__Exercise description__
Return the lines below exactly as they appear, please, starting with the first and ending with the one that contains "target: brown leaf".

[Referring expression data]

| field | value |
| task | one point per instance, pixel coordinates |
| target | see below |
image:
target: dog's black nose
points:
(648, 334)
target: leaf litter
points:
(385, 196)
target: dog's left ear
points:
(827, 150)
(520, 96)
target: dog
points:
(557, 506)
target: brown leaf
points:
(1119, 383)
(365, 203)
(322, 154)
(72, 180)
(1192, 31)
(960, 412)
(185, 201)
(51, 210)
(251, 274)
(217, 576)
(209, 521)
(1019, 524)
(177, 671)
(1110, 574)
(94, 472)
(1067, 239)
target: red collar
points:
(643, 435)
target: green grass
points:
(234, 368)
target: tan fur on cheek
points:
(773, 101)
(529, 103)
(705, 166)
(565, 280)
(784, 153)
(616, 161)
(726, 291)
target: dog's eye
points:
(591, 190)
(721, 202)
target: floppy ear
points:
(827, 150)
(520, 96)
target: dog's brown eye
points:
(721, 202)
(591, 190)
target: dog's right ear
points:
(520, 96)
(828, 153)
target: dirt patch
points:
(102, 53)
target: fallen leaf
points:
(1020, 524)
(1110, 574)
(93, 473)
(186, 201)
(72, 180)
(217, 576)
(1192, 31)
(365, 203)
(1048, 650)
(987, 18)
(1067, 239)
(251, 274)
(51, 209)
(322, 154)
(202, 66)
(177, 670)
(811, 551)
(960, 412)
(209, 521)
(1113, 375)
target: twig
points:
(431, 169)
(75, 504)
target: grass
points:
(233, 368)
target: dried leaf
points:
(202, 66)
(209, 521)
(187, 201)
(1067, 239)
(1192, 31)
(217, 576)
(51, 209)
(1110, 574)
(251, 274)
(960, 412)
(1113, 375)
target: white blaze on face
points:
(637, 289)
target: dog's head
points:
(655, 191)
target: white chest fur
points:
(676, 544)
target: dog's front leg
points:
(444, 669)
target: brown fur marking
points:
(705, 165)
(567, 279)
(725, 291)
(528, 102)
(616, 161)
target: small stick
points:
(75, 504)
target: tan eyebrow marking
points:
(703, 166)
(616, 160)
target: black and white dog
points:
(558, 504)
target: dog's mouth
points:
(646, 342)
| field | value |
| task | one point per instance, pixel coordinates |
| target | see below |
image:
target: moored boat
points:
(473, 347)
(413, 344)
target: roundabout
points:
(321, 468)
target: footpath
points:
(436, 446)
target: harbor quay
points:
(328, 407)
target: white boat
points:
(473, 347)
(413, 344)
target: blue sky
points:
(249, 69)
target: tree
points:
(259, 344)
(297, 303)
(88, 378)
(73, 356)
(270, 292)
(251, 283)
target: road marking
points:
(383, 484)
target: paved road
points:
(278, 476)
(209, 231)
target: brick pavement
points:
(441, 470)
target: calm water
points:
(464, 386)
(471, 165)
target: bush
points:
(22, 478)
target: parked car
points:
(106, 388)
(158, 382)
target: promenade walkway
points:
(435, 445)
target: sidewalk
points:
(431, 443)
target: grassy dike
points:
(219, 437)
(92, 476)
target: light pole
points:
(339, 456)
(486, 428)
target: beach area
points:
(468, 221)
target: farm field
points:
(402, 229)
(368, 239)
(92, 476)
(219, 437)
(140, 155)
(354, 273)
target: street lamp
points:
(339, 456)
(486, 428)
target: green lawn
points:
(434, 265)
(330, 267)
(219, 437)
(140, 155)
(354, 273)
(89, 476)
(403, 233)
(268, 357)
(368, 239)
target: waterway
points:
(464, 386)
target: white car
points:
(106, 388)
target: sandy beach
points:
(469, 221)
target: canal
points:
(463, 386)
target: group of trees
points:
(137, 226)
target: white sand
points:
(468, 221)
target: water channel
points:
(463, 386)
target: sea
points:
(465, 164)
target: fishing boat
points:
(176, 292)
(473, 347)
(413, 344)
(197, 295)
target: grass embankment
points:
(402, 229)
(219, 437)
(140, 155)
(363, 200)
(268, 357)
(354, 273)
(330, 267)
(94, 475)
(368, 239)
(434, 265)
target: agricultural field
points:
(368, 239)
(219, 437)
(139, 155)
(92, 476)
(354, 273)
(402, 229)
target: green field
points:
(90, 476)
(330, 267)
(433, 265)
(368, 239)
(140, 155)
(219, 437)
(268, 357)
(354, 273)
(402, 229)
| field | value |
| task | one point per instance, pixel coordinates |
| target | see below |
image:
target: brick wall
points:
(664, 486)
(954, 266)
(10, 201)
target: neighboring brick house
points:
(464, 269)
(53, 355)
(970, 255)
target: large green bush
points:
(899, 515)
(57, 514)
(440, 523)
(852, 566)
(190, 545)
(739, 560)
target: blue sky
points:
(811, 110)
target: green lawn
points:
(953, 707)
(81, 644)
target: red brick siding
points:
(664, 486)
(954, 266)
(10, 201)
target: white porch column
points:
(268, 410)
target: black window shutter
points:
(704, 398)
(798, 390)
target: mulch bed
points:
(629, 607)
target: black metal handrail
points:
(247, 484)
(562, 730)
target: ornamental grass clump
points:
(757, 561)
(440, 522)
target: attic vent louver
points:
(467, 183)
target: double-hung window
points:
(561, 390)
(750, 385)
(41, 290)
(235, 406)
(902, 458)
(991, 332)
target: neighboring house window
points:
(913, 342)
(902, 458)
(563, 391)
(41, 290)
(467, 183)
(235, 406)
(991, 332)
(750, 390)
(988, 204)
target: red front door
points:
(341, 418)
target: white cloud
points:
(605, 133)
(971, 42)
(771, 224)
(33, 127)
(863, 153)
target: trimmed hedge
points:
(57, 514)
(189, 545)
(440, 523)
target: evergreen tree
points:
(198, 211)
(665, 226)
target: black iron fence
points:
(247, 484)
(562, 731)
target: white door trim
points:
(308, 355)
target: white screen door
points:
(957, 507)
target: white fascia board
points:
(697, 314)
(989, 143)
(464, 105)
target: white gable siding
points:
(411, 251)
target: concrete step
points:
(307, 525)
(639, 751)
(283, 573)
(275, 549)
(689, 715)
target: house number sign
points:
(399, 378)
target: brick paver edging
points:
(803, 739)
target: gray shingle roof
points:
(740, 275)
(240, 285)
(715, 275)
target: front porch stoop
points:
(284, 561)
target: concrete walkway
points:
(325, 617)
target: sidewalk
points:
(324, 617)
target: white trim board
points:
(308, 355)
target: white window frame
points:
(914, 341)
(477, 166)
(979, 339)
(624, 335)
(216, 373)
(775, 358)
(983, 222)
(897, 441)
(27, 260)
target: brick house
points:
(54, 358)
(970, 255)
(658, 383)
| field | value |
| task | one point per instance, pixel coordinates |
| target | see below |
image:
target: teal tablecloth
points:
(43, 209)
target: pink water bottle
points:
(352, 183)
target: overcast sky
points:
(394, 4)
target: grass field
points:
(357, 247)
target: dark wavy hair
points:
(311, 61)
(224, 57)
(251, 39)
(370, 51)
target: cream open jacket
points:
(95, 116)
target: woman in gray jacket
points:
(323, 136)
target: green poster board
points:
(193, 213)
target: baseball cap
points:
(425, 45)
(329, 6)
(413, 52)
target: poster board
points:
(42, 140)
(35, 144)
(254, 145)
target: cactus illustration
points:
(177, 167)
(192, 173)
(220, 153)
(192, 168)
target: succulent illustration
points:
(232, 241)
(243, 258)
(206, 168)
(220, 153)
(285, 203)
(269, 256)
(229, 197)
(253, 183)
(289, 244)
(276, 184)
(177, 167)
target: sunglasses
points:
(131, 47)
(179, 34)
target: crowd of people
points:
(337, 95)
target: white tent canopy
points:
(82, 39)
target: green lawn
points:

__Result of the exercise__
| field | value |
| task | one point per instance, pixel coordinates |
| target | see below |
image:
target: dog's black nose
points:
(648, 334)
target: leaf litter
points:
(385, 196)
target: dog's left ear
points:
(827, 150)
(520, 96)
target: dog
points:
(557, 506)
target: brown leaf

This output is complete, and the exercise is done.